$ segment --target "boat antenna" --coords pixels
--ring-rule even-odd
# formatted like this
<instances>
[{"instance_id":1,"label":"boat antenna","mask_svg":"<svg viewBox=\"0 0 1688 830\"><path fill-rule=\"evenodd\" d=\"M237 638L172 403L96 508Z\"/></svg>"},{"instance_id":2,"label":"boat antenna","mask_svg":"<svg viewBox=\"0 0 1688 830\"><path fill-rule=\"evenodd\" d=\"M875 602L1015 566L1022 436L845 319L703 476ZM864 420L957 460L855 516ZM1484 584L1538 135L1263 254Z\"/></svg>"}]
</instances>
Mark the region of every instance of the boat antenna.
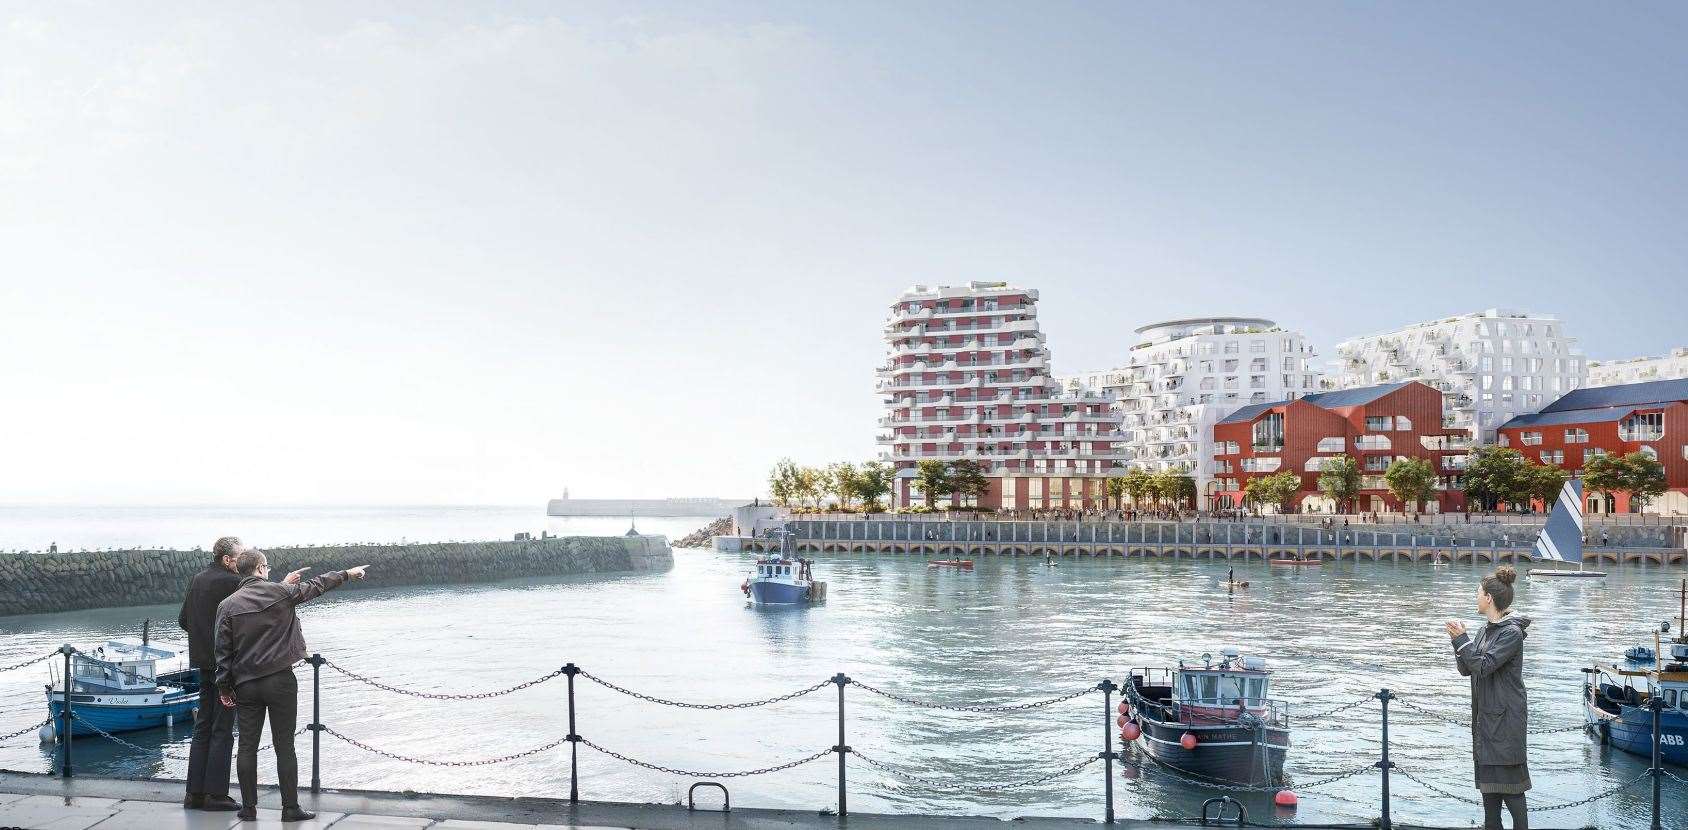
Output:
<instances>
[{"instance_id":1,"label":"boat antenna","mask_svg":"<svg viewBox=\"0 0 1688 830\"><path fill-rule=\"evenodd\" d=\"M149 635L151 633L150 632L151 628L152 628L152 618L147 617L146 620L141 623L141 650L142 651L146 650Z\"/></svg>"}]
</instances>

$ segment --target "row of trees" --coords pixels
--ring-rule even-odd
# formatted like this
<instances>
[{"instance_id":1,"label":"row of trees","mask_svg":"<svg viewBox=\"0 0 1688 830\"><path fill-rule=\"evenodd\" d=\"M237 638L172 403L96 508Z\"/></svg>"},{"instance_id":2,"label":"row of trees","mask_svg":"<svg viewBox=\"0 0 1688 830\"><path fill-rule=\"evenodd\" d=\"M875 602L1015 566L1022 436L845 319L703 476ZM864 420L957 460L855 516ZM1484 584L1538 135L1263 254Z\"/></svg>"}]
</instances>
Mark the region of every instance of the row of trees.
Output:
<instances>
[{"instance_id":1,"label":"row of trees","mask_svg":"<svg viewBox=\"0 0 1688 830\"><path fill-rule=\"evenodd\" d=\"M1471 451L1461 482L1465 498L1485 510L1501 504L1551 505L1571 474L1552 464L1537 464L1511 447L1482 446ZM1639 511L1666 489L1665 465L1646 453L1602 455L1583 463L1583 488L1608 496L1628 493L1630 509Z\"/></svg>"},{"instance_id":2,"label":"row of trees","mask_svg":"<svg viewBox=\"0 0 1688 830\"><path fill-rule=\"evenodd\" d=\"M1415 510L1436 497L1436 470L1422 458L1397 458L1383 473L1384 484L1402 504ZM1325 461L1318 479L1319 492L1336 503L1337 509L1353 512L1365 476L1352 456L1337 455ZM1243 501L1251 506L1274 505L1288 512L1301 492L1301 476L1292 470L1251 480L1243 488Z\"/></svg>"},{"instance_id":3,"label":"row of trees","mask_svg":"<svg viewBox=\"0 0 1688 830\"><path fill-rule=\"evenodd\" d=\"M1196 498L1196 480L1176 470L1162 470L1158 473L1131 470L1123 476L1108 479L1108 497L1113 499L1115 504L1124 504L1128 496L1131 502L1137 505L1193 505Z\"/></svg>"},{"instance_id":4,"label":"row of trees","mask_svg":"<svg viewBox=\"0 0 1688 830\"><path fill-rule=\"evenodd\" d=\"M825 467L805 467L789 458L774 464L768 474L768 494L774 503L787 507L820 509L828 497L845 510L859 505L869 512L882 509L881 500L891 494L896 471L882 461L857 466L848 461Z\"/></svg>"}]
</instances>

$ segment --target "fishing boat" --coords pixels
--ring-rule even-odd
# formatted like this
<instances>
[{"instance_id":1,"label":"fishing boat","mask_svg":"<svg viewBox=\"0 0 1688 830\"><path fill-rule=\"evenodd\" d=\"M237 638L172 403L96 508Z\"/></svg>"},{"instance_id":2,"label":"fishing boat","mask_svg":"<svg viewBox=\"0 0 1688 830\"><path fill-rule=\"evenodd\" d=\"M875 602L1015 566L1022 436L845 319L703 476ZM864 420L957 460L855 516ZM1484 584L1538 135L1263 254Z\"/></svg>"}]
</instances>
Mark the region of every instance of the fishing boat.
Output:
<instances>
[{"instance_id":1,"label":"fishing boat","mask_svg":"<svg viewBox=\"0 0 1688 830\"><path fill-rule=\"evenodd\" d=\"M1553 503L1553 511L1547 514L1547 523L1541 526L1541 533L1536 534L1536 561L1554 564L1552 567L1531 568L1531 579L1600 579L1606 576L1605 571L1583 568L1582 496L1582 479L1567 479L1559 491L1559 500ZM1573 571L1561 567L1561 562L1575 562L1577 569Z\"/></svg>"},{"instance_id":2,"label":"fishing boat","mask_svg":"<svg viewBox=\"0 0 1688 830\"><path fill-rule=\"evenodd\" d=\"M1291 568L1316 568L1324 564L1318 559L1268 559L1266 561L1272 565L1283 565Z\"/></svg>"},{"instance_id":3,"label":"fishing boat","mask_svg":"<svg viewBox=\"0 0 1688 830\"><path fill-rule=\"evenodd\" d=\"M1677 588L1677 636L1658 643L1647 661L1583 669L1583 709L1589 729L1601 740L1625 752L1653 756L1653 698L1664 702L1659 712L1659 757L1665 763L1688 765L1688 579ZM1659 626L1668 632L1670 623ZM1659 638L1660 634L1655 634ZM1666 646L1669 650L1666 650ZM1647 665L1651 663L1651 665Z\"/></svg>"},{"instance_id":4,"label":"fishing boat","mask_svg":"<svg viewBox=\"0 0 1688 830\"><path fill-rule=\"evenodd\" d=\"M960 568L964 571L973 570L971 559L934 559L926 563L928 568Z\"/></svg>"},{"instance_id":5,"label":"fishing boat","mask_svg":"<svg viewBox=\"0 0 1688 830\"><path fill-rule=\"evenodd\" d=\"M188 665L187 647L150 641L143 625L140 638L107 640L104 645L78 650L70 658L70 705L75 715L73 735L152 729L193 717L199 706L199 670ZM52 664L47 684L47 711L58 729L64 711L65 679Z\"/></svg>"},{"instance_id":6,"label":"fishing boat","mask_svg":"<svg viewBox=\"0 0 1688 830\"><path fill-rule=\"evenodd\" d=\"M1179 772L1249 786L1283 783L1289 707L1273 700L1261 657L1220 650L1177 668L1133 669L1120 738Z\"/></svg>"}]
</instances>

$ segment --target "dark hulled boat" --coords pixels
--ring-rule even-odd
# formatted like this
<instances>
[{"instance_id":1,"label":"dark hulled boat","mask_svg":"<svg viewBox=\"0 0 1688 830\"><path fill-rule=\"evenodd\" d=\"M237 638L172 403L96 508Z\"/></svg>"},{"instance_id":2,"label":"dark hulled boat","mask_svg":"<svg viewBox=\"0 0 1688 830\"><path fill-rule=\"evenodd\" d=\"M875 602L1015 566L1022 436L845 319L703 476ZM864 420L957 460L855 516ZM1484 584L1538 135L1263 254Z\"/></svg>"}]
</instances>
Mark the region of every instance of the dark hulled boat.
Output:
<instances>
[{"instance_id":1,"label":"dark hulled boat","mask_svg":"<svg viewBox=\"0 0 1688 830\"><path fill-rule=\"evenodd\" d=\"M1688 765L1688 580L1678 589L1677 636L1654 648L1632 648L1617 663L1583 669L1583 709L1588 726L1612 746L1652 757L1652 700L1659 712L1659 756ZM1661 626L1668 629L1669 624ZM1637 659L1641 658L1641 659Z\"/></svg>"},{"instance_id":2,"label":"dark hulled boat","mask_svg":"<svg viewBox=\"0 0 1688 830\"><path fill-rule=\"evenodd\" d=\"M1156 761L1215 781L1283 783L1289 710L1269 696L1263 658L1227 648L1217 663L1204 654L1200 665L1133 669L1124 691L1120 737Z\"/></svg>"}]
</instances>

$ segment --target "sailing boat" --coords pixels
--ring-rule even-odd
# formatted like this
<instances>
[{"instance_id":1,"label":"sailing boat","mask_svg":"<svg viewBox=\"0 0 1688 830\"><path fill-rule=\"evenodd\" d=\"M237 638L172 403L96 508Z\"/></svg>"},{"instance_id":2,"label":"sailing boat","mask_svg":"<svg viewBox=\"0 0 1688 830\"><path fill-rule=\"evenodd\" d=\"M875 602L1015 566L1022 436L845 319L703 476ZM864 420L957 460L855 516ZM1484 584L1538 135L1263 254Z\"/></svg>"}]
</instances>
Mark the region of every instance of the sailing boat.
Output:
<instances>
[{"instance_id":1,"label":"sailing boat","mask_svg":"<svg viewBox=\"0 0 1688 830\"><path fill-rule=\"evenodd\" d=\"M1557 564L1551 568L1531 568L1531 578L1599 578L1606 575L1605 571L1583 569L1582 494L1582 479L1566 479L1564 489L1559 491L1559 500L1553 503L1553 512L1547 514L1547 524L1542 525L1541 534L1536 536L1537 562L1575 562L1577 569L1563 569Z\"/></svg>"}]
</instances>

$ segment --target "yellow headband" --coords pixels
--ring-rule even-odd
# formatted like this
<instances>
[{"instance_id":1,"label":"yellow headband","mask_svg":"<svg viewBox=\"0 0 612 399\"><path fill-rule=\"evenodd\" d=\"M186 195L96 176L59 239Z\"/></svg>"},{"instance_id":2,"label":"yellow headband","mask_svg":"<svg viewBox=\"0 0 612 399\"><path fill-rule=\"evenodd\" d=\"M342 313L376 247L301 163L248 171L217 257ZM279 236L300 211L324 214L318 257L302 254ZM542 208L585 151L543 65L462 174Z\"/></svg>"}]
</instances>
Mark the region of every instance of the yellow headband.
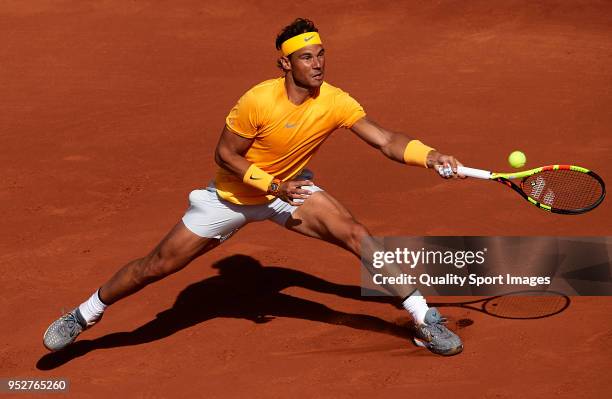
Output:
<instances>
[{"instance_id":1,"label":"yellow headband","mask_svg":"<svg viewBox=\"0 0 612 399\"><path fill-rule=\"evenodd\" d=\"M283 55L286 57L291 53L298 51L299 49L310 46L311 44L323 44L321 37L317 32L306 32L301 35L293 36L287 39L281 45Z\"/></svg>"}]
</instances>

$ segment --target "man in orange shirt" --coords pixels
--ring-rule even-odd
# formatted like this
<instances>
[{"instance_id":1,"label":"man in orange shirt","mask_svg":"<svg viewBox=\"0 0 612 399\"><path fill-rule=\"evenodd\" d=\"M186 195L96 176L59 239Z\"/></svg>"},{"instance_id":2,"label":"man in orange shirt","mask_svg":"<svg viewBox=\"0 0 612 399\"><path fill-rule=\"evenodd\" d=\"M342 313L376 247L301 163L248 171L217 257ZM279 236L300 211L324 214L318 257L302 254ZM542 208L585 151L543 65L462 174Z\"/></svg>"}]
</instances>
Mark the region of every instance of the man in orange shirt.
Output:
<instances>
[{"instance_id":1,"label":"man in orange shirt","mask_svg":"<svg viewBox=\"0 0 612 399\"><path fill-rule=\"evenodd\" d=\"M49 326L43 338L48 349L70 345L100 320L107 306L181 270L252 221L269 219L371 259L381 248L368 230L304 177L310 158L338 128L350 129L394 161L436 168L445 178L456 176L460 163L454 157L376 125L348 93L324 81L325 49L311 21L297 19L285 27L276 48L284 76L251 88L230 111L215 152L220 168L214 182L191 192L185 216L151 253L122 267ZM393 276L400 270L389 265L384 273ZM441 355L461 352L459 337L414 287L386 288L404 298L418 343Z\"/></svg>"}]
</instances>

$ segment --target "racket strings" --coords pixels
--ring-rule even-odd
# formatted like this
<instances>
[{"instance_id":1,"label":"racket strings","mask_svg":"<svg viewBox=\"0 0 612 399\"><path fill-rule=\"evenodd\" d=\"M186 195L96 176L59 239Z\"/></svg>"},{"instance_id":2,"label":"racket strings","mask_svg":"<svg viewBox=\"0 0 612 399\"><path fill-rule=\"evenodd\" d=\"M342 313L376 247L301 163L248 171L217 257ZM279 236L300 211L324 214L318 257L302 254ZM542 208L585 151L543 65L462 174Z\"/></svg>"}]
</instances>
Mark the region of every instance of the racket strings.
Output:
<instances>
[{"instance_id":1,"label":"racket strings","mask_svg":"<svg viewBox=\"0 0 612 399\"><path fill-rule=\"evenodd\" d=\"M521 189L544 205L565 210L588 208L603 195L597 179L569 169L545 170L528 176Z\"/></svg>"}]
</instances>

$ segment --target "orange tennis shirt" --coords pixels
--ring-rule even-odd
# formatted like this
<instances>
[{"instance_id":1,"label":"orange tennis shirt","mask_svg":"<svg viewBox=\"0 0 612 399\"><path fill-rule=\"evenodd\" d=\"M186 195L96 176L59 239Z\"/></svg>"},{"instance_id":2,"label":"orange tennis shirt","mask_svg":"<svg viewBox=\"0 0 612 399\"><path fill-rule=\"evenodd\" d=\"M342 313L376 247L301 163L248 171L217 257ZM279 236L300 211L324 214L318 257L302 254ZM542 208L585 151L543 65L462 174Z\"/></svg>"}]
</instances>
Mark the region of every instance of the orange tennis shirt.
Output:
<instances>
[{"instance_id":1,"label":"orange tennis shirt","mask_svg":"<svg viewBox=\"0 0 612 399\"><path fill-rule=\"evenodd\" d=\"M280 180L290 180L306 166L337 128L350 128L365 116L348 93L323 83L316 97L295 105L287 97L285 78L267 80L247 91L225 120L234 133L254 139L245 158ZM234 204L263 204L275 197L219 168L218 195Z\"/></svg>"}]
</instances>

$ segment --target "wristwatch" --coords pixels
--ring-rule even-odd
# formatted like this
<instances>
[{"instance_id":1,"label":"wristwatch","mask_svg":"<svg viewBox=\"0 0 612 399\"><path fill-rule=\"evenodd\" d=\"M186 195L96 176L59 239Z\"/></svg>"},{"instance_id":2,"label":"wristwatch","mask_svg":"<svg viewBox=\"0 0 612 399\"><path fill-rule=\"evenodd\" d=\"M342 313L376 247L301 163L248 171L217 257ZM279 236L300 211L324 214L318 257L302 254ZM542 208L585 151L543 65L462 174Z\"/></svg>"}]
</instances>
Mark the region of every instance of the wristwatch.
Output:
<instances>
[{"instance_id":1,"label":"wristwatch","mask_svg":"<svg viewBox=\"0 0 612 399\"><path fill-rule=\"evenodd\" d=\"M272 194L275 197L278 197L278 194L280 194L281 183L282 182L280 181L280 179L272 180L272 183L270 183L270 186L268 187L268 193Z\"/></svg>"}]
</instances>

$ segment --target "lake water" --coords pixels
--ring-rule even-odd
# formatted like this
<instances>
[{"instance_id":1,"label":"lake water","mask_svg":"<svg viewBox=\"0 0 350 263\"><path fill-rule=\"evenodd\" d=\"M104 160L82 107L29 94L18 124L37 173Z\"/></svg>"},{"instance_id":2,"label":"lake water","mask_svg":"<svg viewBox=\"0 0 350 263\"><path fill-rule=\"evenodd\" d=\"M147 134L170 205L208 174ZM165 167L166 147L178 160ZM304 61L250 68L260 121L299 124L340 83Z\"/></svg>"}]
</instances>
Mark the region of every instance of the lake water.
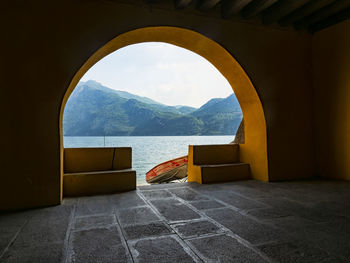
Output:
<instances>
[{"instance_id":1,"label":"lake water","mask_svg":"<svg viewBox=\"0 0 350 263\"><path fill-rule=\"evenodd\" d=\"M146 172L157 164L187 155L188 145L221 144L233 141L234 136L113 136L64 137L65 148L132 147L132 166L137 184L147 184Z\"/></svg>"}]
</instances>

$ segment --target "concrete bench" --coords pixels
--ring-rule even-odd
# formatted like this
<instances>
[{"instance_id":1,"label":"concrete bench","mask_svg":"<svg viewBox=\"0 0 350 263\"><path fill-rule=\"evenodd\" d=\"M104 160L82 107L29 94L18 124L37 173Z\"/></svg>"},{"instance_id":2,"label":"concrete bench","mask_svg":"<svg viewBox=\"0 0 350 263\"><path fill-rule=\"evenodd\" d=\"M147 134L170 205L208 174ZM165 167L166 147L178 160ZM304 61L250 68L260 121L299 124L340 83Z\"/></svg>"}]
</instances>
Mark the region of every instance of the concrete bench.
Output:
<instances>
[{"instance_id":1,"label":"concrete bench","mask_svg":"<svg viewBox=\"0 0 350 263\"><path fill-rule=\"evenodd\" d=\"M63 195L110 194L136 189L131 147L65 148Z\"/></svg>"},{"instance_id":2,"label":"concrete bench","mask_svg":"<svg viewBox=\"0 0 350 263\"><path fill-rule=\"evenodd\" d=\"M249 164L239 159L239 144L189 146L188 182L209 184L249 178Z\"/></svg>"}]
</instances>

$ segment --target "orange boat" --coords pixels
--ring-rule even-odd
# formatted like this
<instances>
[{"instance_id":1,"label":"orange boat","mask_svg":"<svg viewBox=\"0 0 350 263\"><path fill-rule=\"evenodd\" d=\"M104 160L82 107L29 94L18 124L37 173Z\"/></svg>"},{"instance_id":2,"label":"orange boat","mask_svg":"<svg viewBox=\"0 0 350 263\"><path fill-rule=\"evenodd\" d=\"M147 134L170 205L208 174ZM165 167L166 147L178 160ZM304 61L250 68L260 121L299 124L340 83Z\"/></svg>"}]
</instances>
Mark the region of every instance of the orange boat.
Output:
<instances>
[{"instance_id":1,"label":"orange boat","mask_svg":"<svg viewBox=\"0 0 350 263\"><path fill-rule=\"evenodd\" d=\"M158 164L146 173L146 181L150 184L168 183L187 177L188 158L182 156Z\"/></svg>"}]
</instances>

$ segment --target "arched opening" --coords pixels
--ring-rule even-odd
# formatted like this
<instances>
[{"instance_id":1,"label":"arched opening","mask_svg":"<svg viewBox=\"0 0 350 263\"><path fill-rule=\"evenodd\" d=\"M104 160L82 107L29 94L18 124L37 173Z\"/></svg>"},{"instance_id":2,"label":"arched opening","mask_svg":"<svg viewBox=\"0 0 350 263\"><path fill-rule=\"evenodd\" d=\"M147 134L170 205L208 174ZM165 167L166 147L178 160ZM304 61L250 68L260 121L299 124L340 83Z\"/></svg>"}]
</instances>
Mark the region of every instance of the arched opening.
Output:
<instances>
[{"instance_id":1,"label":"arched opening","mask_svg":"<svg viewBox=\"0 0 350 263\"><path fill-rule=\"evenodd\" d=\"M146 27L121 34L96 51L73 77L60 112L61 196L63 176L62 118L65 104L82 76L100 59L131 44L165 42L191 50L211 62L230 83L244 117L245 143L240 159L250 164L254 179L268 181L266 121L260 99L239 63L219 44L191 30L177 27Z\"/></svg>"}]
</instances>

• What the exercise asks: Return the lines above from the one with "Mark the region of every instance of the boat" through the one with "Mark the region of every instance of the row", verbatim and nothing else. Omit every picture.

• Solution for this task:
Mark the region of every instance of the boat antenna.
Output:
<instances>
[{"instance_id":1,"label":"boat antenna","mask_svg":"<svg viewBox=\"0 0 1688 830\"><path fill-rule=\"evenodd\" d=\"M149 635L151 633L150 632L151 628L152 628L152 618L147 617L146 620L141 623L141 650L142 651L146 650Z\"/></svg>"}]
</instances>

$ segment --target "row of trees" --coords pixels
--ring-rule even-odd
# formatted like this
<instances>
[{"instance_id":1,"label":"row of trees","mask_svg":"<svg viewBox=\"0 0 1688 830\"><path fill-rule=\"evenodd\" d=\"M237 638L172 403L96 508Z\"/></svg>"},{"instance_id":2,"label":"row of trees","mask_svg":"<svg viewBox=\"0 0 1688 830\"><path fill-rule=\"evenodd\" d=\"M875 602L1015 566L1022 436L845 319L703 476ZM864 420L957 460L855 516ZM1484 584L1538 135L1263 254Z\"/></svg>"}]
</instances>
Mark the region of every instance of the row of trees.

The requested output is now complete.